Pick out every line of the entries below that contains the string "tree", and copy each of those lines.

═════ EXERCISE DATA ═════

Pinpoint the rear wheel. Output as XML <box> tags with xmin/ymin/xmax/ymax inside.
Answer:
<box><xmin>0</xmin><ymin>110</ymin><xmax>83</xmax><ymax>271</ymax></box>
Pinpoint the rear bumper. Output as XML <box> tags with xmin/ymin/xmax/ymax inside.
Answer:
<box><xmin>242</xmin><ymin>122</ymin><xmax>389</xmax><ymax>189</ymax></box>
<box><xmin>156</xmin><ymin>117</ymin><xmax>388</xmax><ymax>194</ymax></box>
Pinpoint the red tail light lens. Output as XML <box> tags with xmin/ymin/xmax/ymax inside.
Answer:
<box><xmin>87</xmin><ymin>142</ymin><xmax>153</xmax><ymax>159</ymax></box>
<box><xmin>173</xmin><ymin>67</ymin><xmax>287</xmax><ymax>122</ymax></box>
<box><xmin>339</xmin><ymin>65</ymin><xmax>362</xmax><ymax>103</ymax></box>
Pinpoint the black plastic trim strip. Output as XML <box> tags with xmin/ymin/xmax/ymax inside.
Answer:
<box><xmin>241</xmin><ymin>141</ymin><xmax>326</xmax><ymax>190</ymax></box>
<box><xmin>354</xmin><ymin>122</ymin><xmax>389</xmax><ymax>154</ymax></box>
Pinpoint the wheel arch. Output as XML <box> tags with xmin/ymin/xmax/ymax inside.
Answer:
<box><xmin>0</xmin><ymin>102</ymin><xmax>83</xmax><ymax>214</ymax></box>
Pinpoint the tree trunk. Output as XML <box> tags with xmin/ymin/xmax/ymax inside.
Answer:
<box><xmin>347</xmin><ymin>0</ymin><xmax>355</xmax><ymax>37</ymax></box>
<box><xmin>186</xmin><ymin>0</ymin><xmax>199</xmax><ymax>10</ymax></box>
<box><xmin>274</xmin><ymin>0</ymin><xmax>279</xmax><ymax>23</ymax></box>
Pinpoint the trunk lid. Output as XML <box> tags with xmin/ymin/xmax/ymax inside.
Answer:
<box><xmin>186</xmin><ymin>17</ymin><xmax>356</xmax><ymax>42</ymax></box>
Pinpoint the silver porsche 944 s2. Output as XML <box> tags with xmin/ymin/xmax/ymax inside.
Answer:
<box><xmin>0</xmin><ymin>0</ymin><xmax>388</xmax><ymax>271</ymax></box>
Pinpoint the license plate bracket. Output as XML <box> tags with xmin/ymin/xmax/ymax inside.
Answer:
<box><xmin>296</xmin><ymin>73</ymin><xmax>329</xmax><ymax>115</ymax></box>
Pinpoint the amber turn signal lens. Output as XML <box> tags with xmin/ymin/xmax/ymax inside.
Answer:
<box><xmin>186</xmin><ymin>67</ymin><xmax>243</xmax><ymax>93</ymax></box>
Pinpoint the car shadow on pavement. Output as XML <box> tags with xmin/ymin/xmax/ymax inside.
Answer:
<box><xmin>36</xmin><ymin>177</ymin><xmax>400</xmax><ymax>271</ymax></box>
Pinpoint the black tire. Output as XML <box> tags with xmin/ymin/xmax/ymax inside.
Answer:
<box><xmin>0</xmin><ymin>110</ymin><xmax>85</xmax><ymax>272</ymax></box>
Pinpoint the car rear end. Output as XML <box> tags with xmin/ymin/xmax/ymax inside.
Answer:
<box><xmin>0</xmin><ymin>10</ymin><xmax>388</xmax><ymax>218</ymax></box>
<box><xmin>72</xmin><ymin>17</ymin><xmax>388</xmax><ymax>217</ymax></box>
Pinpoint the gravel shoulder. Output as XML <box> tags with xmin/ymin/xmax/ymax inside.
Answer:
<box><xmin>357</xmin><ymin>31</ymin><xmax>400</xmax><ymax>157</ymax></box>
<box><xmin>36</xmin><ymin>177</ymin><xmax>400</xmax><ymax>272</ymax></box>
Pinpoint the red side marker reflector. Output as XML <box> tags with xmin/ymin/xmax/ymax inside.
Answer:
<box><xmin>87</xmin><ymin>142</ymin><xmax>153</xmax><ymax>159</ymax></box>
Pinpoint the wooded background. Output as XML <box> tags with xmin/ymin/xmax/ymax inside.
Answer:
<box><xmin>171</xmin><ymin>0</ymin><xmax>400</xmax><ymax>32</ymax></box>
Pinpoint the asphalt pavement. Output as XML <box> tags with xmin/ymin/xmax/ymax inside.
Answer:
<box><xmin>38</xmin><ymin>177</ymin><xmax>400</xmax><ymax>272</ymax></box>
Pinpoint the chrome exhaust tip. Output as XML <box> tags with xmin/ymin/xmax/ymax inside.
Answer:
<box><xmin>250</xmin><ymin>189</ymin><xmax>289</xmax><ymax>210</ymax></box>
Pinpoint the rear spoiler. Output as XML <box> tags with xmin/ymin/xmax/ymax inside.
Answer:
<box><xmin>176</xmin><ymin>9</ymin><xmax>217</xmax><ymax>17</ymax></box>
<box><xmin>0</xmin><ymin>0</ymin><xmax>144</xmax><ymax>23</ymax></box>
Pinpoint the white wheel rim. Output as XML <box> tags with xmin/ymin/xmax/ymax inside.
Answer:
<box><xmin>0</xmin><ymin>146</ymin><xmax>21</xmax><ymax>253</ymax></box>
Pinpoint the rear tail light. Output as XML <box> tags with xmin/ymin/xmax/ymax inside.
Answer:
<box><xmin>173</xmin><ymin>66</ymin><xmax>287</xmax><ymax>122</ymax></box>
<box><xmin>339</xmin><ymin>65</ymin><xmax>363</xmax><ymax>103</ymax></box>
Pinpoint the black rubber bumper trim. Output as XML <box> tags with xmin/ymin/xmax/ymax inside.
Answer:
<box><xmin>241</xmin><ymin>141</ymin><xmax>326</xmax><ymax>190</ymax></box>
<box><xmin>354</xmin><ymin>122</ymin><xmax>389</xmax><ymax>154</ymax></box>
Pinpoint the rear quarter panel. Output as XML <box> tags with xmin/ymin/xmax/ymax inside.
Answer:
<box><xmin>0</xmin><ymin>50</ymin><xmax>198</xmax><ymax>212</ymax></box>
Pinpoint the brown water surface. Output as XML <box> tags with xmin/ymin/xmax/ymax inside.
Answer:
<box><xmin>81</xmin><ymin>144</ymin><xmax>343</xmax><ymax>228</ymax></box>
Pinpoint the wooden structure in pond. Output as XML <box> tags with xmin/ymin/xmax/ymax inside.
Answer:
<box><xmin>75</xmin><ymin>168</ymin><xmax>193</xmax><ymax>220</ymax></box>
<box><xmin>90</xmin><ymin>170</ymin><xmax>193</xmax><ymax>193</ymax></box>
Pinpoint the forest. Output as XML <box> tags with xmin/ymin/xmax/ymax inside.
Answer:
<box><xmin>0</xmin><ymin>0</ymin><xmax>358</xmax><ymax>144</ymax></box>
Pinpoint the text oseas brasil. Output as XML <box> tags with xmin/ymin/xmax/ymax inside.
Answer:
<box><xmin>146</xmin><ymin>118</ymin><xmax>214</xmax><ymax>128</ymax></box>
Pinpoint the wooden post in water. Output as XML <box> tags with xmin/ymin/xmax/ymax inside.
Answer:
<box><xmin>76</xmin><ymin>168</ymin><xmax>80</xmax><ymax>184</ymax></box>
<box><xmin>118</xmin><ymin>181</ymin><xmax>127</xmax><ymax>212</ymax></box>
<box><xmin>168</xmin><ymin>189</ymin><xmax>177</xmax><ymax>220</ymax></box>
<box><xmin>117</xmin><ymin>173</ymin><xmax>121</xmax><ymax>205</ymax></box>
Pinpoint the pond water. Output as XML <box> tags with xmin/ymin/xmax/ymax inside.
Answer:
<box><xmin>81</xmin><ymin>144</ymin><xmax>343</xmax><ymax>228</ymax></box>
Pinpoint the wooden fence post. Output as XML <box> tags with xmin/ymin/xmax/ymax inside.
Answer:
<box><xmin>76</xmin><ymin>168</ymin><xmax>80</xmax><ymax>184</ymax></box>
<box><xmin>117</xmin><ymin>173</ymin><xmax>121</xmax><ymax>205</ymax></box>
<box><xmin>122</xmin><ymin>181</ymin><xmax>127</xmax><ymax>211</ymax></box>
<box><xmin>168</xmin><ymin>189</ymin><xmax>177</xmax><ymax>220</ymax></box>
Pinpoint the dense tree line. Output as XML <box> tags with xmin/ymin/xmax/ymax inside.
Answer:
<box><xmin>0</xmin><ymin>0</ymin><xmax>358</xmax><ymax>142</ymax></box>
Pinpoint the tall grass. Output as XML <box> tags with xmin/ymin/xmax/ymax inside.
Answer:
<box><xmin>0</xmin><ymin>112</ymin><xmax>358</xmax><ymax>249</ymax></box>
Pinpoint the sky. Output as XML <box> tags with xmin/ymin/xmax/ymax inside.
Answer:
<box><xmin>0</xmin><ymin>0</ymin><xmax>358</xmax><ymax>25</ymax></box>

═════

• [REPLY TO THE TASK]
Pinpoint the tree trunk. Output as XML <box> tags with xmin/ymin/xmax/ymax inside.
Pinpoint the dense tree line. Output as XML <box> tags with xmin/ymin/xmax/ymax inside.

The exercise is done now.